- **Passage shown**
---
NFL: JAN 03 Seahawks at 49ers Photo by Kiyoshi Mio/Icon Sportswire via Getty Images

The 2020 NFL season is in the books for three quarters of NFL teams, including the Seattle Seahawks who saw their season come to an end Saturday against the Los Angles Rams. That means the offseason has officially arrived for the Hawks, and the regular machinations of offseason movement kicked off Tuesday with the team signing eleven members of 2020 practice squad to futures contracts.

The remainder of the playoffs are, of course, still in full swing, so the true core of the offseason will not arrive for several more weeks. However, with no more meaningful football left to be played for Seattle, it’s possible to start looking at where things stand with the roster when it comes for 2021. Specifically that means working through each position group to evaluate who is under contract or team control for the upcoming season in order to gain a better understanding of the moves the team might make during the offseason.

The starting point this year will be the position group which was the most talked about last offseason, the defensive line. As soon as the Seahawks fell to the Green Bay Packers in the divisional round in January, the talk immediately turned to Jadeveon Clowney and whether the Hawks would or would not bring him back. Eventually, after months of back and forth, dozens of headlines and countless rumors, Clowney signed with the Tennessee Titans and the Seahawks were left to address their pass rush needs at the trade deadline by acquiring Carlos Dunlap from the Cincinnati Bengals for a couple of Happy Meal toys John Schneider found under the back seat off his car.

In any case, here are the players who finished the season with the team and their contract status heading into the offseason.

Under contract for 2021:

  • DE L.J. Collier
  • DE Carlos Dunlap
  • DE Rasheem Green
  • DE Alton Robinson
  • DE Darrell Taylor
  • DT Jarran Reed
  • DT Cedrick Lattimore

Under Team Control for 2021

  • DT Poona Ford (restricted free agent)
  • DT Bryan Mone (ERFA)

Unsigned players who will be Unrestricted Free Agents

  • Benson Mayowa
  • Bruce Irvin
  • Branden Jackson
  • Damontre Moore
  • Jonathan Bullard

What that all means is that significant additions on the defensive line could be unlikely. Of the five defensive ends that played in the season ending loss to Los Angeles, only Benson Mayowa is not set to return, while all four defensive tackles who played are likely to be back.
---
- **Data segment**
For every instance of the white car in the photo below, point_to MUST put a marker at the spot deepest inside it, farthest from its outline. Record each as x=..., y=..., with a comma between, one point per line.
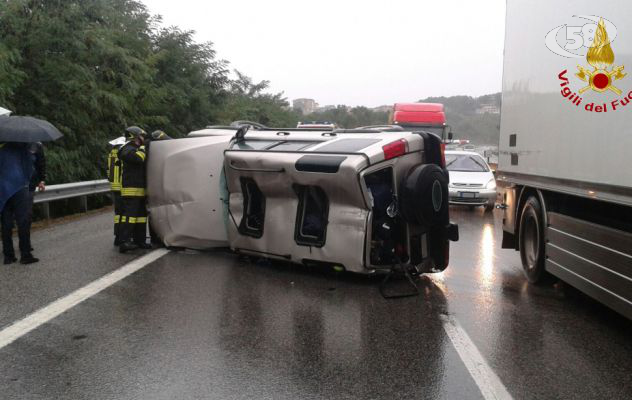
---
- **Challenges**
1. According to the Seahawks defensive line article, which of the five defensive ends who played in the season-ending loss to Los Angeles is not set to return?
2. Resume the Seahawks defensive line article, picking up right after its final sentence.
This material has no connection to the Seahawks defensive line article.

- **Replies**
1. Benson Mayowa

2.
Add in that Taylor should be ready to see the field by the time training camp rolls around, and it’s likely that the team does not see the position group as a pressing need at this time. That certainly doesn’t mean the line will be neglected, as Reed, Dunlap, Ford and Green are all set to be unrestricted free agents after next season, but it’s not a priority for 2021. In addition, here’s a look at the first defensive player the Hawks have drafted each season since Pete Carroll and John Schneider arrived in 2010:

2010: FS Earl Thomas
2011: LB K.J. Wright
2012: DE Bruce Irvin (someone will say he’s a LB, but he played defensive line in college)
2013: DT Jordan Hill
2014: DE Cassius Marsh
2015: DE Frank Clark
2016: DT Jarran Reed
2017: DT Malik McDowell
2018: DT Rasheem Green
2019: DE L.J. Collier
2020: LB Jordyn Brooks

Basically, for the past decade the first draft pick the Seahawks have used on a defensive player has been on a front seven defender, and in seven of the last eight drafts that has been on a player who played defensive line in college. So, while the use of a high draft pick may not be in the works, it won’t come as much of a surprise at all if the team uses one of its Day 3 selections on a defensive lineman. Assuming the league allows free agent visits this offseason, there will likely also be visits from bigger names that hit the market, but expect fans to be disappointed when these bigger name players wind up leaving Seattle without having reached agreement on a contract. As disappointing as that may be to some, there are other positions of greater need as the team looks forward to 2021, meaning the defensive line won’t be nearly as high of a priority as it was in 2020.